Problem details:
Arrange the entries below as a two-column CSV with the headers instruction and output, one row per entry. Put each entry's text and its answer in their own quoted fields, with line breaks replaced by spaces.

-- Records shown start --

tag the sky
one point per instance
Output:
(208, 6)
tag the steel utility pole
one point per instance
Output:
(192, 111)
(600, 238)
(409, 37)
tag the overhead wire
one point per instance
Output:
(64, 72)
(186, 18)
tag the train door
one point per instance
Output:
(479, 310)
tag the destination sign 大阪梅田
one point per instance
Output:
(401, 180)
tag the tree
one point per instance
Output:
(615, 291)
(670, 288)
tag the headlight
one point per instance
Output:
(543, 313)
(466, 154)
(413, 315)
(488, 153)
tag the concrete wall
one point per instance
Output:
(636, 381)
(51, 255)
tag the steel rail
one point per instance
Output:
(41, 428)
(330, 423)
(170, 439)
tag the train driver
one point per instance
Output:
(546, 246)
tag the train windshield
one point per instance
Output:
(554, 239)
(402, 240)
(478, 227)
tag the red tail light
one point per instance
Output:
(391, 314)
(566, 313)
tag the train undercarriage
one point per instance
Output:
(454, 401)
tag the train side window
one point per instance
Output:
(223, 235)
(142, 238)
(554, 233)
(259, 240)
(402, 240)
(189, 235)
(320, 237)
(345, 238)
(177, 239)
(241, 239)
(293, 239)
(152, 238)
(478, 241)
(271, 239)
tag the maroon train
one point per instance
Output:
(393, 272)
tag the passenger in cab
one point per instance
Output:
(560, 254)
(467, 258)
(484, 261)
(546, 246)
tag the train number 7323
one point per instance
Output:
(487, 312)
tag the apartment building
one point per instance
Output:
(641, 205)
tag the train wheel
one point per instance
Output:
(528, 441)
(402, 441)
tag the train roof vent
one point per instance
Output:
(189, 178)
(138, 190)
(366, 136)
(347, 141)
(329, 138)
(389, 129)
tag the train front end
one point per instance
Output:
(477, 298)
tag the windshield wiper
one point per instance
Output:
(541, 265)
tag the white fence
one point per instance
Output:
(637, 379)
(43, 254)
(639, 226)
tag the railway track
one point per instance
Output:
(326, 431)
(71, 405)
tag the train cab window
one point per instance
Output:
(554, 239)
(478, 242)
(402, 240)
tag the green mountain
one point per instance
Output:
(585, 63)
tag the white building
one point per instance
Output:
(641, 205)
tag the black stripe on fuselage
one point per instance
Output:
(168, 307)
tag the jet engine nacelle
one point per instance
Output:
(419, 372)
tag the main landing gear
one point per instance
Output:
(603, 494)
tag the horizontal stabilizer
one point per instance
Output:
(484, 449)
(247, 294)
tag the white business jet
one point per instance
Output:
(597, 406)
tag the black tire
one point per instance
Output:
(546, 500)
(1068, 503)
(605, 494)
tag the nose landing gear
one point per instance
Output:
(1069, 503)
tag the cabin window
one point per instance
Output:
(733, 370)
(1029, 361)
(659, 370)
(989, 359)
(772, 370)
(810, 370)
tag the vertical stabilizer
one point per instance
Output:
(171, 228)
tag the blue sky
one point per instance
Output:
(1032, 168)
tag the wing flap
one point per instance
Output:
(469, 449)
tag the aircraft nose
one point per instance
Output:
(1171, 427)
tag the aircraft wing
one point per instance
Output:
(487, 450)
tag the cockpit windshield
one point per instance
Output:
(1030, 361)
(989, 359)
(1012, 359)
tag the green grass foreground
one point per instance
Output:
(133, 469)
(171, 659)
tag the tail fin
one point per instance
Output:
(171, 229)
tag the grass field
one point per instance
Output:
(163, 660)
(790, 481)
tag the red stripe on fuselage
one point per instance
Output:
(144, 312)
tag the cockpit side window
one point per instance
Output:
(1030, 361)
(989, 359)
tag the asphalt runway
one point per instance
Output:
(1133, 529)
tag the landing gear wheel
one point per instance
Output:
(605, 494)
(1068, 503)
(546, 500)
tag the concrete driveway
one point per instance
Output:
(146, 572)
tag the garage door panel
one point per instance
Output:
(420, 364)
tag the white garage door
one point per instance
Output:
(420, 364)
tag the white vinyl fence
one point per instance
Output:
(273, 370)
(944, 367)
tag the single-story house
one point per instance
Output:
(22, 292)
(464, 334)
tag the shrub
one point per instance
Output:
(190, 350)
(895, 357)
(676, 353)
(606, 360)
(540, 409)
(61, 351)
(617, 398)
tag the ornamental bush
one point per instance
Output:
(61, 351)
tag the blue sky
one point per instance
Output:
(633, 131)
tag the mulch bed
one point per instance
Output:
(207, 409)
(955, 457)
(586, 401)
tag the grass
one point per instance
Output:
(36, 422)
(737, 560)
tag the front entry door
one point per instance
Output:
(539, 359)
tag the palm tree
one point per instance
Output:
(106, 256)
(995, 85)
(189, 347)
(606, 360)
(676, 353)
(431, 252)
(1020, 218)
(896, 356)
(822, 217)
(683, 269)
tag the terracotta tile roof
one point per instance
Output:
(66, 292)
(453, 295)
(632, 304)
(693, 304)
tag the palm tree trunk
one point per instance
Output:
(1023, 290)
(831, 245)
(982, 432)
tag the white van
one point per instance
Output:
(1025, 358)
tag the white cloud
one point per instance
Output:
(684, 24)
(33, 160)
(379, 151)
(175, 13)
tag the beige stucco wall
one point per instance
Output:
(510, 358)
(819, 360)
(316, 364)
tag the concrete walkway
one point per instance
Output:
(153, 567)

-- Records shown end --

Result below:
instruction,output
"tag the sky one point per instance Output:","(208, 6)"
"tag the steel utility pole one point per instance Output:","(192, 111) (600, 238) (409, 37)"
"tag the overhead wire one point per instance Output:","(64, 72) (186, 18)"
"tag the train door one point per instance Output:","(479, 310)"
"tag the destination sign 大阪梅田 one point per instance Output:","(401, 180)"
"tag the tree one point per instance Output:","(615, 291) (670, 288)"
"tag the headlight one point per instance Output:","(543, 313) (466, 154) (413, 315) (488, 153)"
"tag the concrete wall one point per instance Output:","(636, 381) (51, 255)"
"tag the steel rail one point per instance Output:","(41, 428) (330, 423) (170, 439)"
"tag the train driver one point per instance Output:","(546, 246)"
"tag the train windshield one point per instance Output:","(554, 239) (402, 240) (478, 227)"
"tag the red tail light one point per instance Output:","(391, 314) (566, 313)"
"tag the train undercarriage one point per instance Output:","(454, 401)"
"tag the train side window one point per instance Output:","(223, 235) (142, 238) (554, 233) (259, 240) (402, 240) (189, 235) (320, 237) (345, 238) (177, 239) (241, 239) (293, 239) (152, 238) (478, 241) (271, 239)"
"tag the maroon train one point per instance Output:","(393, 272)"
"tag the passenger in cab one point per instance Output:","(560, 254) (467, 258) (484, 261) (546, 246)"
"tag the train number 7323 one point per instance Output:","(487, 312)"
"tag the apartment building one point per instance Output:","(641, 205)"
"tag the train wheel one point per instance Output:","(528, 441) (402, 441)"
"tag the train roof vent one point per instance Output:","(189, 178) (138, 190) (366, 136) (347, 141) (329, 138) (389, 129)"
"tag the train front end one point per instance Output:","(477, 298)"
"tag the windshield wiper one point per instance Output:","(541, 265)"
"tag the white fence one point per instance Output:","(637, 379) (43, 254) (639, 226)"
"tag the railway track one point per instance Output:","(326, 431) (71, 405)"
"tag the train cab window one point per instance Output:","(554, 239) (478, 242) (402, 240)"
"tag the green mountain one point per instance Output:","(585, 63)"
"tag the white building one point per instance Output:","(641, 205)"
"tag the black stripe on fuselage one point per instance Output:","(168, 307)"
"tag the jet engine nacelle one point per instance Output:","(419, 372)"
"tag the main landing gear one point per instance Output:","(603, 494)"
"tag the horizontal stabilizer one point per instance Output:","(484, 449) (247, 294)"
"tag the white business jet one point per instance Output:","(597, 406)"
"tag the black tire one point per instance Output:","(546, 500) (1068, 503) (605, 494)"
"tag the nose landing gear one point per instance Output:","(1069, 503)"
"tag the cabin window one point per instance Output:","(733, 370) (1029, 361) (659, 370) (989, 359) (772, 370) (810, 370)"
"tag the vertical stabilizer one point per instance Output:","(171, 228)"
"tag the blue sky one point per instance Output:","(1032, 168)"
"tag the wing flap one point per instance Output:","(469, 449)"
"tag the aircraft nose one point per instance Output:","(1171, 427)"
"tag the aircraft wing one point per instance Output:","(487, 450)"
"tag the cockpit windshield one point per instance Output:","(1030, 361) (989, 359) (1012, 359)"
"tag the green grass foreground one point per instance Output:","(133, 469) (171, 659)"
"tag the tail fin one point per instance Output:","(171, 229)"
"tag the grass field one point per instance Output:","(163, 660) (790, 481)"
"tag the red stripe on fuselage one point per instance Output:","(144, 312)"
"tag the cockpit side window one point per instance Output:","(1030, 361) (989, 359)"
"tag the asphalt runway one point per instance Output:","(1133, 529)"
"tag the landing gear wheel one point per instance Output:","(605, 494) (1068, 503) (546, 500)"
"tag the concrete driveway one point per instance Output:","(146, 572)"
"tag the garage door panel one point per instance Output:","(420, 364)"
"tag the white garage door one point per instance Output:","(420, 364)"
"tag the white vinyl fence one point per instance Output:","(273, 370) (944, 367)"
"tag the single-story house one point per instance Output:","(22, 292) (464, 334)"
"tag the shrub one point per instance Output:","(190, 350) (895, 357) (676, 353) (606, 360) (540, 409) (61, 351) (617, 398)"
"tag the ornamental bush one point per instance Output:","(61, 351)"
"tag the blue sky one point per instance Output:","(633, 131)"
"tag the mulch bed one point per instance Output:","(207, 409) (955, 457) (586, 401)"
"tag the grass one point per instance Output:","(36, 422) (737, 560)"
"tag the front entry door one point per instance Output:","(539, 359)"
"tag the palm tree one point per instance Output:","(106, 256) (995, 85) (189, 347) (606, 360) (676, 353) (431, 252) (1020, 218) (896, 356) (822, 217) (683, 269)"
"tag the terracotta tile roof one point per instance Output:","(66, 292) (453, 295) (632, 304) (693, 304)"
"tag the palm tree trunk one point per instance Output:","(1023, 290) (831, 245) (982, 432)"
"tag the white van one point per instance Output:","(1025, 358)"
"tag the white cloud one point per instance Output:","(684, 24) (33, 160) (379, 151) (175, 13)"
"tag the beige stucco wall one point per instance Output:","(510, 358) (819, 360) (316, 364)"
"tag the concrete walkway one point per instance Output:","(153, 567)"